*Task 1*
In the mortgage tips passage, what should the written statement of a rate lock include?
*Task 2*
From the mortgage tips passage, output the stretch that opens with the words "This usually results" and closes with "be turned down.".

When your mortgage company asks you for additional
documents, provide them immediately. They are
doing what's necessary to get your loan approved
and closed. Delays in providing documents can result
in a costly delays.
- Not getting a rate lock
in writing. When a mortgage company tells
you they have locked your rate, get a written statement which
includes the interest rate, the length of the
rate lock and details about the program.
- Pulling cash out of your
credit line before you refinance your first mortgage. Many
lenders have cash-out seasoning requirements. This
means that if you pull cash out of your credit line
for anything other than home improvements, they
will consider the refinance to be a cash-out transaction.
This usually results in stricter requirements and
can, in some cases, break the deal!
- Getting a second mortgage
before you refinance your first mortgage. Many
mortgage companies look at the combined loan amounts
(i.e., the first loan plus the second) when refinancing
the first mortgage. If you plan on refinancing your
first loan, check with your mortgage company to
find out if getting a second will cause your refinance
transaction to be turned down.
- Not knowing if your loan
has a pre-payment penalty clause. If you
are getting a "NO FEE" home-equity loan, chances
are there's a hefty pre-payment penalty included.

Rows from a box-labeling dataset
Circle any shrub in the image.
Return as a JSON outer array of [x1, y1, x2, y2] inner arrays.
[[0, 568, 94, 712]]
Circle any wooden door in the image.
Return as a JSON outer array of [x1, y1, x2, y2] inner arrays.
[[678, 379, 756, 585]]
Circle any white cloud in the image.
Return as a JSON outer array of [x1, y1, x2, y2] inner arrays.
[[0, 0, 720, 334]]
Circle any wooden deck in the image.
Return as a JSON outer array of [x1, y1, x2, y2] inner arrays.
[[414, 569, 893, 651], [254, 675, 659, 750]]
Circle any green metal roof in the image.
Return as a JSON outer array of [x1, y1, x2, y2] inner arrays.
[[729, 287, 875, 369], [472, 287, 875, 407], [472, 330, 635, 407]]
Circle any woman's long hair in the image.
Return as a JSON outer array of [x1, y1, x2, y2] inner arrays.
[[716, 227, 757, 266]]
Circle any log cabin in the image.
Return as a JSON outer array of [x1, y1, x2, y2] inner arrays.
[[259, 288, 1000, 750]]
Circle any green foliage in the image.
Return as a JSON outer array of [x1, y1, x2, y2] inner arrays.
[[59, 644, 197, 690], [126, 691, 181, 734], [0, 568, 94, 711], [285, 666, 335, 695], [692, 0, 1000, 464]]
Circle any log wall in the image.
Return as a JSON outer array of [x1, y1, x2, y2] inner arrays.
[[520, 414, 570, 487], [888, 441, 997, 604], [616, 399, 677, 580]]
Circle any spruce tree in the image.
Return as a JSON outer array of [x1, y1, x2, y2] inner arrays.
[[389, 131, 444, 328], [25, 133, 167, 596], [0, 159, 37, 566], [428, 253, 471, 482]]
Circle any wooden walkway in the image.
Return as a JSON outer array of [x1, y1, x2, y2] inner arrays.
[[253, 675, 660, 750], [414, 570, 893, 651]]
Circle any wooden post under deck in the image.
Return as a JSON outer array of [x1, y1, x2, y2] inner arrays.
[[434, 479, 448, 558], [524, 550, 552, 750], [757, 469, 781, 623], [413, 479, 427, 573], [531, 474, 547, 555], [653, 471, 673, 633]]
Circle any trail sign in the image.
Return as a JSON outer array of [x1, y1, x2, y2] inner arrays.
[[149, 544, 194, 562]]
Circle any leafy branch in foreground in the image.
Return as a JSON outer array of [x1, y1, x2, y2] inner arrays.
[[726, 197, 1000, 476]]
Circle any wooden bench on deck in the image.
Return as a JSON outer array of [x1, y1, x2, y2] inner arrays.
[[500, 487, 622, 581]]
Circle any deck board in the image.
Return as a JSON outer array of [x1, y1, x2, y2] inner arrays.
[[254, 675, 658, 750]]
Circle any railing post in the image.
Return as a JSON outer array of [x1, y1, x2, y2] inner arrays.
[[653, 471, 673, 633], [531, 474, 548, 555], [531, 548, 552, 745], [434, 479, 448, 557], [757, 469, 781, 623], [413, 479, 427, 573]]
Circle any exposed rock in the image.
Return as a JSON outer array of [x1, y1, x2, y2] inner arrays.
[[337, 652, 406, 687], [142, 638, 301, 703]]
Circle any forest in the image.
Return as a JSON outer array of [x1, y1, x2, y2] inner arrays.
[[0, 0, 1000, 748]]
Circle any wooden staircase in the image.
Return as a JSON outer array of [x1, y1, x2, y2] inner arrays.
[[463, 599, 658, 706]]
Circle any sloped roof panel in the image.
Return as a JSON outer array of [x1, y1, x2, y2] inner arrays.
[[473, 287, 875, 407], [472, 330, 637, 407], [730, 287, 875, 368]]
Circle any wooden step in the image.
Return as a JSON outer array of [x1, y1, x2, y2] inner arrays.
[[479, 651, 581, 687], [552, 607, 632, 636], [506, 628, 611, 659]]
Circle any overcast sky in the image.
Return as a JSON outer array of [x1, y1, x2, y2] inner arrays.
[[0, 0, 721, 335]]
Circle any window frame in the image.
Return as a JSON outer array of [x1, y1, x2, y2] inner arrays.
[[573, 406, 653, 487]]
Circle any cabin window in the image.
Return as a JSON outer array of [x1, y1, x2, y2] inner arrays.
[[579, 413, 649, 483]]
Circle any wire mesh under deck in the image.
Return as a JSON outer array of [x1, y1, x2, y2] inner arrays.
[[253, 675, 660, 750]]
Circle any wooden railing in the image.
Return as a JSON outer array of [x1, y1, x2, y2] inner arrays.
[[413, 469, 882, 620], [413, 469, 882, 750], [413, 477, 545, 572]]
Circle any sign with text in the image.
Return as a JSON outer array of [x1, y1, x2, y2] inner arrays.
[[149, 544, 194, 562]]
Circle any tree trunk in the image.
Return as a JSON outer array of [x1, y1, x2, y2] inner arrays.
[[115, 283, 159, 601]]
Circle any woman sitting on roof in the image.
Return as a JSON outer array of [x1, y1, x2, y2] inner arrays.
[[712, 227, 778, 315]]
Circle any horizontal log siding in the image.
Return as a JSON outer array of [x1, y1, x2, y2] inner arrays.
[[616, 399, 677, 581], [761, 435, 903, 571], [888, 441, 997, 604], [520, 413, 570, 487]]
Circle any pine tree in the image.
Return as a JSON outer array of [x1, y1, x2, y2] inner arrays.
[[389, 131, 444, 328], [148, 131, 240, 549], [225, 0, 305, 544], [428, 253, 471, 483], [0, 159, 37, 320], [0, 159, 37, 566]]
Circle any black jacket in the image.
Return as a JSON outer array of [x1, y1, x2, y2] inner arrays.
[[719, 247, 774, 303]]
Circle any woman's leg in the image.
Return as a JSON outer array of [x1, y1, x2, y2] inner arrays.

*Written response 1*
The interest rate, the length of the rate lock and details about the program.

*Written response 2*
This usually results in stricter requirements and
can, in some cases, break the deal!
- Getting a second mortgage
before you refinance your first mortgage. Many
mortgage companies look at the combined loan amounts
(i.e., the first loan plus the second) when refinancing
the first mortgage. If you plan on refinancing your
first loan, check with your mortgage company to
find out if getting a second will cause your refinance
transaction to be turned down.